---- TEKS BACAAN

Pasal 27 Ayat (3) UU ITE : Membungkam atau Netizen Tak Paham?


 
Sumber gambar : newbostonpost.com



       Kebebasan Berpendapat merupakan hak setiap warga negara Indonesia, di zaman modern ini dapat dilihat bahwa hampir setiap hari “Netizen” mengupdate status di media sosial atau menuliskan buah pemikirannya melalui sarana-sarana informasi yang tersedia. Hak atas kebebasan berpendapat merupakan salah satu instrumen Internasional yang terdapat dalam Pasal 19 Deklarasi Universal Hak-Hak Asasi Manusia (Universal Declaration of Human Rights), yang menyatakan bahwa “Semua orang berhak atas kebebasan mempunyai dan mengeluarkan pendapat; dalam hak ini termasuk kebebasan memiliki pendapat tanpa gangguan, dan untuk mencari, menerima dan menyampaikan informasi dan buah pikiran melalui media apa saja dan dengan tidak memandang batas-batas (wilayah).” Kemudian dalam UU No. 12 Tahun 2005 Tentang Pengesahan International Covenant On Civil and Political Rights (Kovenan Internasional Tentang Hak-Hak Sipil dan Politik) pada pokok-pokok isi kovenan dalam Pasal 19 disebutkan “hak orang untuk mempunyai pendapat tanpa campur tangan pihak lain dan hak atas kebebasan untuk menyatakan pendapat.” Apabila berbicara mengenai hak berpendapat dalam konstitusi Republik Indonesia telah ditagaskan dalam UUD 1945 pada Pasal 28E ayat (3) yang menyebutkan, “setiap orang berhak atas kebebasan berserikat, berkumpul dan mengeluarkan pendapat.”

--------
---- BAHAN TERKUMPUL

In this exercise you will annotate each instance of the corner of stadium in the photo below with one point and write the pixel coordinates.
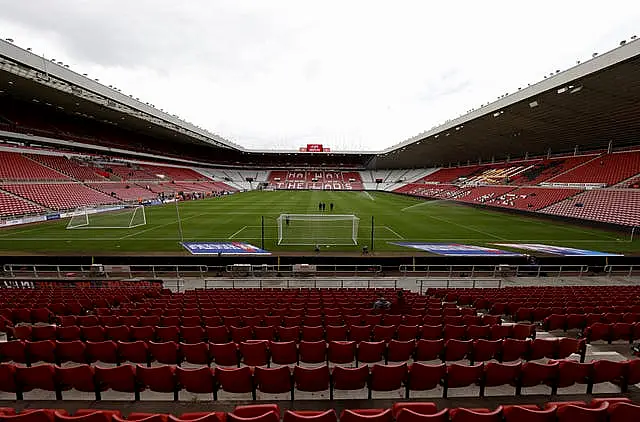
(484, 270)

--------

→ DAFTAR TUGAS
A. Dalam teks tentang kebebasan berpendapat, pasal UUD 1945 mana yang disebut menegaskan hak mengeluarkan pendapat?
B. Tuliskan lanjutan teks tentang kebebasan berpendapat, dimulai setelah kalimat terakhirnya.

→ JAWABAN TUGAS
A. Pasal 28E ayat (3).

B.
      Perkembangan Teknologi Informasi yang begitu pesat banyak mengubah pola hidup dalam bermasyarakat, perubahan istilah pengguna internet juga selalu mengalami perubahan dimulai dari warga net hingga kini dikenal dengan istilah netizen, yaitu citizen atau masyarakat yang beraktivitas secara aktif di dunia maya. di zaman modern ini apa saja bisa terjadi, perubahan pola hidup yang dahulunya dirasa aman-aman saja untuk dilakukan saat ini dapat berubah menjadi ancaman yang berujung pada penyesalan, apabila melihat ketentuan yang mengatur hak kebebasan berpendapat di atas, rasanya kebebasan berpendapat itu telah diletigimasi dengan begitu luas, sehingga Netizen sering menuliskan hal-hal yang dapat mengekspresikan diri atau emosi nya untuk dilihat khalayak ramai, entah itu untuk mendapat kepuasan tersendiri atau untuk iseng-iseng saja.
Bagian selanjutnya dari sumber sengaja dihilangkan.